:: The problem ::
Look through the records below, and whenever a line contains "left", copy it.

Provided data START

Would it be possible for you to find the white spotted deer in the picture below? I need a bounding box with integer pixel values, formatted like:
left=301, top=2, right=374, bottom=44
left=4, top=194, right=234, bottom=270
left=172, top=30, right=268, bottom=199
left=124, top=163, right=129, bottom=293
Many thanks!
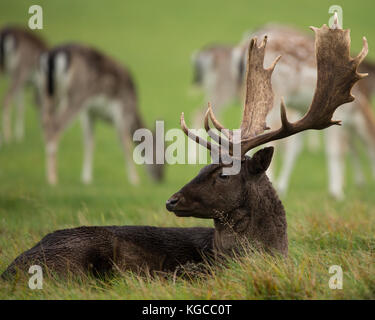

Provided data END

:: Your response ::
left=301, top=2, right=374, bottom=44
left=4, top=194, right=234, bottom=270
left=172, top=30, right=268, bottom=199
left=124, top=163, right=129, bottom=293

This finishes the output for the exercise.